◆ WORK REQUIRED: Please pick out and copy every line in the material below that contains the word "tank".

▼▼▼

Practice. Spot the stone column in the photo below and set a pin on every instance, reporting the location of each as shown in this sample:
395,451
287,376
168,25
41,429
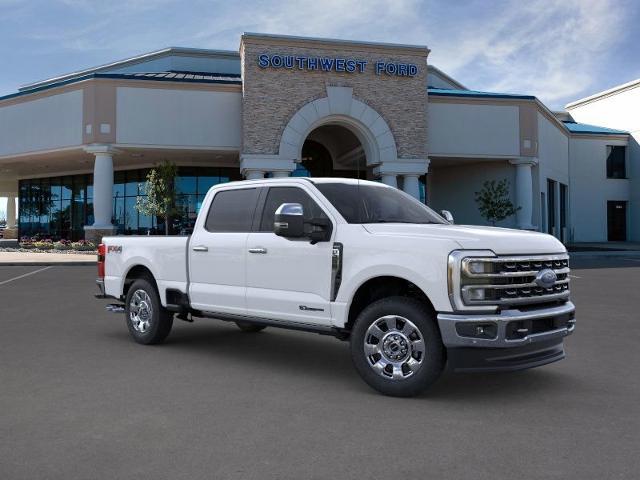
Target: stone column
11,212
411,185
102,192
524,191
390,179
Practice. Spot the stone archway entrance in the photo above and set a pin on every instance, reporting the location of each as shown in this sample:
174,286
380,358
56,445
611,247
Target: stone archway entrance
333,150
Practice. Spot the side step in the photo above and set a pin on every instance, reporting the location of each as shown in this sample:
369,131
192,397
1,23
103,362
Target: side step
115,308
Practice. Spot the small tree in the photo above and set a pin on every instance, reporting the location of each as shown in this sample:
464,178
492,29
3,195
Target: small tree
160,199
493,201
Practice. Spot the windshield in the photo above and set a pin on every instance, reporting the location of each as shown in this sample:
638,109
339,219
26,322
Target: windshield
366,203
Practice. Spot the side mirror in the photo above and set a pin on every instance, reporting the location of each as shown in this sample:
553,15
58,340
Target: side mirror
289,221
447,216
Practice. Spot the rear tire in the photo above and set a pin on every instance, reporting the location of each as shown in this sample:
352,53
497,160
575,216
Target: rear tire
249,327
396,346
148,321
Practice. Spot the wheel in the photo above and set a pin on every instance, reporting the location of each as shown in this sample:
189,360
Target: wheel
250,327
396,346
148,321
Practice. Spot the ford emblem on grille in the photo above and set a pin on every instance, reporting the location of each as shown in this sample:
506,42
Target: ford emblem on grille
546,278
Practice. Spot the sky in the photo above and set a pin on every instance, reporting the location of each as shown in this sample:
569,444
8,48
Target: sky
558,50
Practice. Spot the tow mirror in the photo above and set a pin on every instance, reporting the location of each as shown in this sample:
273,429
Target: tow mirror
289,221
447,216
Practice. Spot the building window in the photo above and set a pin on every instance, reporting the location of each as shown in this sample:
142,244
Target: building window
60,207
616,161
551,207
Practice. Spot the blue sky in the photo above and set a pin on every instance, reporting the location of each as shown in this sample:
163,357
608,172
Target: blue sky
558,50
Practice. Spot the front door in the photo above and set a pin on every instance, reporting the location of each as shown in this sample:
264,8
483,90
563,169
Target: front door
288,279
617,221
217,253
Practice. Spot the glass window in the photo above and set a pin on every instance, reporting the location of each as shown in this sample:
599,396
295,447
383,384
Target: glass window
616,162
366,203
279,195
232,211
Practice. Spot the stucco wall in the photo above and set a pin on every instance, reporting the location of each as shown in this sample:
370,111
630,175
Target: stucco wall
45,123
272,96
165,117
466,129
590,189
621,111
453,188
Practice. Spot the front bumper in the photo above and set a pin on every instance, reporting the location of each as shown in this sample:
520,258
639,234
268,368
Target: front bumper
510,340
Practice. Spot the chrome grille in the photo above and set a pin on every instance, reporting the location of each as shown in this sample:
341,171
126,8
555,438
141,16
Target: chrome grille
505,281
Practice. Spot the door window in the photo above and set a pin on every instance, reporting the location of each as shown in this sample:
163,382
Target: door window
279,195
232,211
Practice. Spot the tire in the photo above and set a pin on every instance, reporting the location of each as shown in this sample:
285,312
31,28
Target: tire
148,321
396,346
249,327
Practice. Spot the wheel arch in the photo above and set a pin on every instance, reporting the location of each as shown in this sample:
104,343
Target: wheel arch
382,286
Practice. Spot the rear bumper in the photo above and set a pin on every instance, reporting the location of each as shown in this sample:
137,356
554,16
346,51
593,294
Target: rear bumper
509,340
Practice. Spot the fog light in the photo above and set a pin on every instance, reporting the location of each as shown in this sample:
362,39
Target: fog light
476,294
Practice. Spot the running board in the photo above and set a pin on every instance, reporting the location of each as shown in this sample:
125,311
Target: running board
115,308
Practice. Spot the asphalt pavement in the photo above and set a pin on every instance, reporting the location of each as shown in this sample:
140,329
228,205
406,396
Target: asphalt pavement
80,400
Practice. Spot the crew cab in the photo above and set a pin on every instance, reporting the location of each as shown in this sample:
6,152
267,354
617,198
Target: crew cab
361,261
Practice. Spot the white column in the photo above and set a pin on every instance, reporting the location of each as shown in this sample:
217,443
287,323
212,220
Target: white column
524,191
411,185
11,212
253,174
390,179
102,192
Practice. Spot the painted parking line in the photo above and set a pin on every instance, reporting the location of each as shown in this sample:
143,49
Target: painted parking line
25,275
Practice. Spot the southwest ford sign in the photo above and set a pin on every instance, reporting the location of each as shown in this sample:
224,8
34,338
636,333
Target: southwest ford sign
331,64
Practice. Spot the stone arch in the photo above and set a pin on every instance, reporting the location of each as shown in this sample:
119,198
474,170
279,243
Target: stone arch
340,108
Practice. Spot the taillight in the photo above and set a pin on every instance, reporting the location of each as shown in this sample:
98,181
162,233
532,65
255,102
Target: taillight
101,257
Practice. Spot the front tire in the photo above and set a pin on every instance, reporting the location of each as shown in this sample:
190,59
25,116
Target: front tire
396,346
148,321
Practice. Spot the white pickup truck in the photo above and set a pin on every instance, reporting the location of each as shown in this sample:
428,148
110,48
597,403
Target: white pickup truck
358,260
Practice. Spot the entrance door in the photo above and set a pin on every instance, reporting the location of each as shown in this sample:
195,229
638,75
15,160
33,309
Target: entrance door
617,221
288,279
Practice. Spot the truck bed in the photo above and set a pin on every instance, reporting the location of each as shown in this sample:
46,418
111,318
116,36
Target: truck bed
165,257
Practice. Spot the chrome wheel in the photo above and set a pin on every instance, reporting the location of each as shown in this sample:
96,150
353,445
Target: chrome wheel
394,347
140,311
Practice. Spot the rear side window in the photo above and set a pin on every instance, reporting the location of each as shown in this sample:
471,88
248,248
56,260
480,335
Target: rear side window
279,195
232,211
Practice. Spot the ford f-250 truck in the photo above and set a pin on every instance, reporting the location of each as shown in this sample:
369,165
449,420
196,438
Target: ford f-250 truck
358,260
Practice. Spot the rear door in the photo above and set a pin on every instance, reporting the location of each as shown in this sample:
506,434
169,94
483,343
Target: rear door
217,252
288,279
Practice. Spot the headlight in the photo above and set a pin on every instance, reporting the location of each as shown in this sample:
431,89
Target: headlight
461,265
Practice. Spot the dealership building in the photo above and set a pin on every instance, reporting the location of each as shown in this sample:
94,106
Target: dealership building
75,149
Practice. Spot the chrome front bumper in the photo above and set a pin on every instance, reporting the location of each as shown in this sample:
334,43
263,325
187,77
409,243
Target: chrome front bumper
461,330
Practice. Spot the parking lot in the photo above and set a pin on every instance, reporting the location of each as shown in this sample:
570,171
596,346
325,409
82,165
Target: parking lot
79,399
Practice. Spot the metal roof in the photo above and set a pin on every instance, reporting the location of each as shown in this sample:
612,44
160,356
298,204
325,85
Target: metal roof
186,77
575,127
444,92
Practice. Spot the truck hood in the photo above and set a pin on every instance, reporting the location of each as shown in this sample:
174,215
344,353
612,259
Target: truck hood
502,241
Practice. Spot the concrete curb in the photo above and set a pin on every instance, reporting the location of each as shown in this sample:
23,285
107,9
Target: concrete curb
47,264
611,253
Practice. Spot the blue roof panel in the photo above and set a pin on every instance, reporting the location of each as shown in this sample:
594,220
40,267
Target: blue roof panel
444,92
575,127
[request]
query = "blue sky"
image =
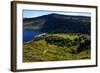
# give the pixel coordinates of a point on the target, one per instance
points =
(35, 13)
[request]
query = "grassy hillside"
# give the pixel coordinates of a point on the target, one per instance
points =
(44, 49)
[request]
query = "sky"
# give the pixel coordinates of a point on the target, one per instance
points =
(35, 13)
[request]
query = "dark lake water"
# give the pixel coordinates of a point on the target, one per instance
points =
(29, 34)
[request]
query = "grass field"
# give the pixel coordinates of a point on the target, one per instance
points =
(41, 50)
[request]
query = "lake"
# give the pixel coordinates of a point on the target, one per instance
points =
(29, 34)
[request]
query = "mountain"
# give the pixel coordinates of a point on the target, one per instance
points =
(58, 23)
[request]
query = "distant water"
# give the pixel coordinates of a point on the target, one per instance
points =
(29, 34)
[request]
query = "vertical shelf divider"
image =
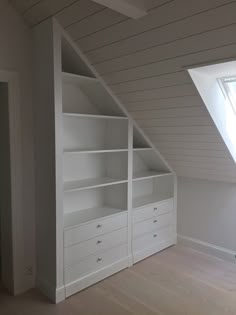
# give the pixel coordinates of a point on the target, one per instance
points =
(130, 189)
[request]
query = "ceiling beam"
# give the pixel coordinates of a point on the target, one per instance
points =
(131, 8)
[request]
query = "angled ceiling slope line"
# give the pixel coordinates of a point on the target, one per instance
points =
(73, 50)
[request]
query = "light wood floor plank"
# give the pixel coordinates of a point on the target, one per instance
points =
(176, 281)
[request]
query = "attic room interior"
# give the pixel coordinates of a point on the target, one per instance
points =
(118, 160)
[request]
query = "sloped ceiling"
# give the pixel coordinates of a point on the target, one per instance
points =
(143, 62)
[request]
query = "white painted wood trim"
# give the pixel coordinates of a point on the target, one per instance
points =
(20, 281)
(207, 248)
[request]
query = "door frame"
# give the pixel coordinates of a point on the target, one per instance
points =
(16, 284)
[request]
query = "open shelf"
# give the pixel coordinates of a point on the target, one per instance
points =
(149, 199)
(142, 149)
(139, 142)
(152, 190)
(148, 174)
(83, 171)
(91, 183)
(86, 95)
(146, 163)
(81, 133)
(95, 203)
(87, 215)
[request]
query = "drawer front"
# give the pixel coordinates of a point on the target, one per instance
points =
(153, 224)
(153, 210)
(149, 240)
(91, 230)
(79, 251)
(95, 263)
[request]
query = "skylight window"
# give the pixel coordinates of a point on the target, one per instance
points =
(216, 84)
(228, 85)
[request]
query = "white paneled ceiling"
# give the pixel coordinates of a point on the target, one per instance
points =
(143, 62)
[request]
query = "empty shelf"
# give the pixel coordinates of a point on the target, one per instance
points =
(142, 149)
(91, 183)
(149, 174)
(150, 199)
(87, 215)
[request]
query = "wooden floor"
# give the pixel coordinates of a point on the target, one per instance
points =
(177, 281)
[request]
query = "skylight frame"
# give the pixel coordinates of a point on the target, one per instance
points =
(228, 91)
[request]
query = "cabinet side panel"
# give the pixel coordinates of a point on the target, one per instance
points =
(45, 155)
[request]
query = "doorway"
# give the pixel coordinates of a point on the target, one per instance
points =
(6, 258)
(11, 226)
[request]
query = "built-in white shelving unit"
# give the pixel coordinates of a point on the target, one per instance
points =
(106, 198)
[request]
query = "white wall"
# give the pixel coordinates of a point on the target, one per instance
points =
(207, 212)
(15, 55)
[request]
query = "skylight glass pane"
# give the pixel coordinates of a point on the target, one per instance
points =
(229, 87)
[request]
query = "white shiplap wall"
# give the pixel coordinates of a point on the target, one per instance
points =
(143, 61)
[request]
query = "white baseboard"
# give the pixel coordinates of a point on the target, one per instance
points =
(55, 295)
(207, 248)
(80, 284)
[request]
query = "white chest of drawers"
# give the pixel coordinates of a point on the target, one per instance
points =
(154, 228)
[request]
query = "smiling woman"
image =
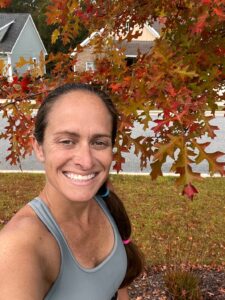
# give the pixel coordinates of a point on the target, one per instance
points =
(73, 240)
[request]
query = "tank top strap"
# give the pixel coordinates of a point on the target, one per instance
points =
(46, 217)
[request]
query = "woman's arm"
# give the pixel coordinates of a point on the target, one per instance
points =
(21, 273)
(123, 294)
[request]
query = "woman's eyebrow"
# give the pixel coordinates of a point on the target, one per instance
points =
(75, 134)
(66, 132)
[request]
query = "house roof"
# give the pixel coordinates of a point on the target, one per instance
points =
(11, 26)
(132, 48)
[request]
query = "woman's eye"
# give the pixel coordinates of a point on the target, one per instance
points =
(66, 142)
(101, 144)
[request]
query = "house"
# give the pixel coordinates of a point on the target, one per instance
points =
(19, 38)
(142, 44)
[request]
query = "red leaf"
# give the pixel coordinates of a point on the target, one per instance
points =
(219, 12)
(189, 191)
(199, 26)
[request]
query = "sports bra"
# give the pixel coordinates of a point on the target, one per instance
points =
(75, 282)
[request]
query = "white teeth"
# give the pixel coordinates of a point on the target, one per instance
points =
(79, 177)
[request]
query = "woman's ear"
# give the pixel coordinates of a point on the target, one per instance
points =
(38, 150)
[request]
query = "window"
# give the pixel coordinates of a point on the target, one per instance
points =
(90, 66)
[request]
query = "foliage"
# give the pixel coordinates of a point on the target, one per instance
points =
(180, 76)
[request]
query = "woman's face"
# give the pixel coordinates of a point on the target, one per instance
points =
(77, 147)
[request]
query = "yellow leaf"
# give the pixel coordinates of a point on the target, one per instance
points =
(55, 36)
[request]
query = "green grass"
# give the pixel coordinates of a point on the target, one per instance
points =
(168, 227)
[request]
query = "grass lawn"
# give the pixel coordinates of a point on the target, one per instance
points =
(168, 227)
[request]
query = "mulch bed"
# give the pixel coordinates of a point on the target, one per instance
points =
(150, 285)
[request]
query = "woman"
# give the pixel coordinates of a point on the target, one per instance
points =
(73, 240)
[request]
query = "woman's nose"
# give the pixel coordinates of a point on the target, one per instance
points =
(83, 156)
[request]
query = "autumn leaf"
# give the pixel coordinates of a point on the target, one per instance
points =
(189, 190)
(55, 36)
(2, 66)
(22, 62)
(220, 13)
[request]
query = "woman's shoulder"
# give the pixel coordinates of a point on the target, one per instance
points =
(24, 223)
(25, 230)
(26, 236)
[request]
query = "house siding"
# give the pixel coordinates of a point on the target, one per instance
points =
(86, 56)
(28, 46)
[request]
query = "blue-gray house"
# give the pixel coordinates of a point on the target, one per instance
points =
(19, 38)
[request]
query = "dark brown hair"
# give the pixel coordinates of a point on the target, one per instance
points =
(115, 205)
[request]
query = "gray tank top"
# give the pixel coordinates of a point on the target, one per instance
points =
(75, 282)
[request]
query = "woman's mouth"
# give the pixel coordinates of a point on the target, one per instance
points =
(79, 177)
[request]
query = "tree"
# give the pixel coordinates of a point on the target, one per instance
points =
(181, 76)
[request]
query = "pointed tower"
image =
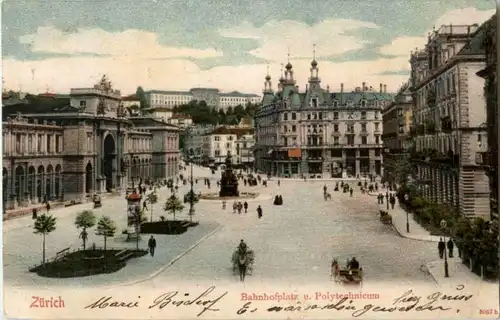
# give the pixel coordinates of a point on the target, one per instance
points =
(289, 72)
(268, 88)
(314, 70)
(281, 80)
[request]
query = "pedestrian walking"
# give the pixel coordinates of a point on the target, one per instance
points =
(259, 212)
(450, 248)
(441, 248)
(152, 246)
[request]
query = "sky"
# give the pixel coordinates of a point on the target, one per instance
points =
(55, 45)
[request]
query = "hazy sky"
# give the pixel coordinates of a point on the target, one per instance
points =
(168, 44)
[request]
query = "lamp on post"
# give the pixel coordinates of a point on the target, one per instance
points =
(443, 226)
(191, 192)
(407, 197)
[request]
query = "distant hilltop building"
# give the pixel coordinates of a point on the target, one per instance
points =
(317, 132)
(166, 100)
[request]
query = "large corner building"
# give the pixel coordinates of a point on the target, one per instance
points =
(318, 132)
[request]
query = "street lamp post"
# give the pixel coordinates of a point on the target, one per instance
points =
(407, 221)
(191, 197)
(443, 226)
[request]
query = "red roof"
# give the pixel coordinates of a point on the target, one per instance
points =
(236, 131)
(47, 95)
(134, 196)
(131, 97)
(180, 116)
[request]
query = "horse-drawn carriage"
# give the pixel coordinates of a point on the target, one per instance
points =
(347, 275)
(242, 261)
(97, 201)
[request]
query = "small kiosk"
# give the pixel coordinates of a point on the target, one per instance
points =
(133, 216)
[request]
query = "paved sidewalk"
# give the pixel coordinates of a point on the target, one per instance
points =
(460, 274)
(417, 232)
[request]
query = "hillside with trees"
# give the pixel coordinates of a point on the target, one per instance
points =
(203, 114)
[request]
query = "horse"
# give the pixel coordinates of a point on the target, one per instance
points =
(335, 270)
(242, 261)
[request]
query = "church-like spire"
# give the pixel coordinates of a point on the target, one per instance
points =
(289, 71)
(268, 85)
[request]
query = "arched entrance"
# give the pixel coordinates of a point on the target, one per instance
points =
(109, 157)
(88, 178)
(31, 182)
(57, 186)
(19, 187)
(5, 184)
(39, 183)
(48, 182)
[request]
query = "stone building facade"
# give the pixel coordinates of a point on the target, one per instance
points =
(450, 119)
(491, 95)
(85, 144)
(318, 132)
(397, 123)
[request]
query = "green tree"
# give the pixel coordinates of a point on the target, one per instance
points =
(106, 228)
(142, 98)
(44, 224)
(85, 219)
(173, 205)
(152, 198)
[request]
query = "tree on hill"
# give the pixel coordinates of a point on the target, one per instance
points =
(173, 205)
(85, 219)
(142, 98)
(106, 228)
(44, 224)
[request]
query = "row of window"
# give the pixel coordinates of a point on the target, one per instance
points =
(319, 141)
(33, 143)
(324, 115)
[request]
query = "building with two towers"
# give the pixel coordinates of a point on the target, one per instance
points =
(318, 132)
(69, 147)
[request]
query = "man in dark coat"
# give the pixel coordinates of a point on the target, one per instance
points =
(259, 212)
(450, 248)
(152, 246)
(441, 248)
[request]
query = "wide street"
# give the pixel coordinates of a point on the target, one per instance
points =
(293, 243)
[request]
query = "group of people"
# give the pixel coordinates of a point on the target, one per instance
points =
(442, 248)
(390, 197)
(239, 207)
(344, 186)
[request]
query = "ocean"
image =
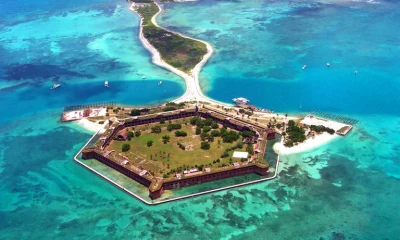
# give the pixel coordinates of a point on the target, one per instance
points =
(346, 189)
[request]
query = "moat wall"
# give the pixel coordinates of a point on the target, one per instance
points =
(176, 183)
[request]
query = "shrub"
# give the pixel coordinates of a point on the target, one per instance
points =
(215, 133)
(194, 120)
(130, 135)
(135, 112)
(171, 127)
(198, 130)
(239, 145)
(180, 133)
(165, 139)
(169, 108)
(225, 154)
(230, 136)
(203, 136)
(181, 146)
(208, 122)
(246, 134)
(206, 128)
(156, 129)
(250, 148)
(126, 147)
(214, 125)
(205, 145)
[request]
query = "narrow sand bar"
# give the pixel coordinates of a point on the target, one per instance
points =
(193, 93)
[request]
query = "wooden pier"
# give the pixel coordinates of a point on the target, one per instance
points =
(93, 105)
(335, 117)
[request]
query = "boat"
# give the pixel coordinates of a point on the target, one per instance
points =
(241, 100)
(55, 86)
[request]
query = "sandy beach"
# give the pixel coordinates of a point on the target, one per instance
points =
(88, 125)
(307, 145)
(193, 91)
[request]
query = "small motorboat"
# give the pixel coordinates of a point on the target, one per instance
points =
(55, 86)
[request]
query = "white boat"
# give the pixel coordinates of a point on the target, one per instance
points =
(241, 100)
(55, 86)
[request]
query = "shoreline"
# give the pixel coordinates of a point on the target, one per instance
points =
(308, 145)
(193, 91)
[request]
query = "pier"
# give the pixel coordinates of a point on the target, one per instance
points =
(85, 106)
(335, 117)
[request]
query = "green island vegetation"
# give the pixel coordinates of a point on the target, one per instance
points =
(294, 134)
(321, 128)
(342, 130)
(169, 148)
(181, 53)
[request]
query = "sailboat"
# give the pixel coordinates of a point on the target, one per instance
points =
(55, 86)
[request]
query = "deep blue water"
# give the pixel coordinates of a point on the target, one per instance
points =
(347, 189)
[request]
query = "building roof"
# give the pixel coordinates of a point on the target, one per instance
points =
(238, 154)
(124, 162)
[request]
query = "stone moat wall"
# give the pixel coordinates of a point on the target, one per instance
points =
(185, 181)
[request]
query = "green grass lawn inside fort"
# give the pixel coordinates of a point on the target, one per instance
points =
(175, 146)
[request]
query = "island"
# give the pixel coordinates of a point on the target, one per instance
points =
(193, 139)
(174, 149)
(180, 52)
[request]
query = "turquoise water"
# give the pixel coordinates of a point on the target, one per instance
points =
(347, 189)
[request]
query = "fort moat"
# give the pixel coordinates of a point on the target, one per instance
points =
(175, 149)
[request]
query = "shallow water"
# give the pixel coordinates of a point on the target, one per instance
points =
(345, 189)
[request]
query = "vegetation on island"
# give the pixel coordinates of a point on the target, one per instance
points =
(169, 148)
(294, 134)
(321, 128)
(181, 53)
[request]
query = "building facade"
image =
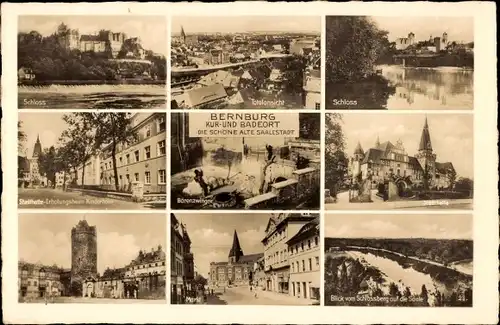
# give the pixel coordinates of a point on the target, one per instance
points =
(140, 162)
(386, 159)
(143, 278)
(39, 281)
(238, 270)
(280, 228)
(181, 262)
(304, 254)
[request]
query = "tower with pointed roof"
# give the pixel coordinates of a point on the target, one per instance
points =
(425, 155)
(37, 149)
(83, 251)
(236, 252)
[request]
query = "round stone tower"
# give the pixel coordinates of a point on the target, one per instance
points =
(83, 251)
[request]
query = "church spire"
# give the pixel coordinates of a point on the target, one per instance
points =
(236, 252)
(425, 138)
(359, 149)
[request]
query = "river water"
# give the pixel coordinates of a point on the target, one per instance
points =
(93, 97)
(430, 88)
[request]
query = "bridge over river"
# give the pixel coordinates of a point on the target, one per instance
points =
(202, 70)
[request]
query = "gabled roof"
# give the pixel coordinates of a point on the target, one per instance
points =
(90, 38)
(444, 168)
(374, 155)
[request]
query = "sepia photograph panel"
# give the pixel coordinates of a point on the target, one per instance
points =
(245, 259)
(398, 260)
(92, 258)
(92, 161)
(399, 161)
(399, 62)
(92, 62)
(254, 62)
(263, 161)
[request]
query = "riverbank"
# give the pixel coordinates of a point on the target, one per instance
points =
(48, 83)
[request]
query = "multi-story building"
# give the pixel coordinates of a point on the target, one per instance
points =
(280, 228)
(181, 261)
(386, 159)
(404, 42)
(142, 161)
(303, 254)
(238, 270)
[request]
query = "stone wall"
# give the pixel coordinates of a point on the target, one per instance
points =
(303, 184)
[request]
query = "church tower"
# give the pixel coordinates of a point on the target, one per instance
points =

▲▲▲

◆ FULL SOLUTION:
query = "tank top strap"
query = "gray tank top"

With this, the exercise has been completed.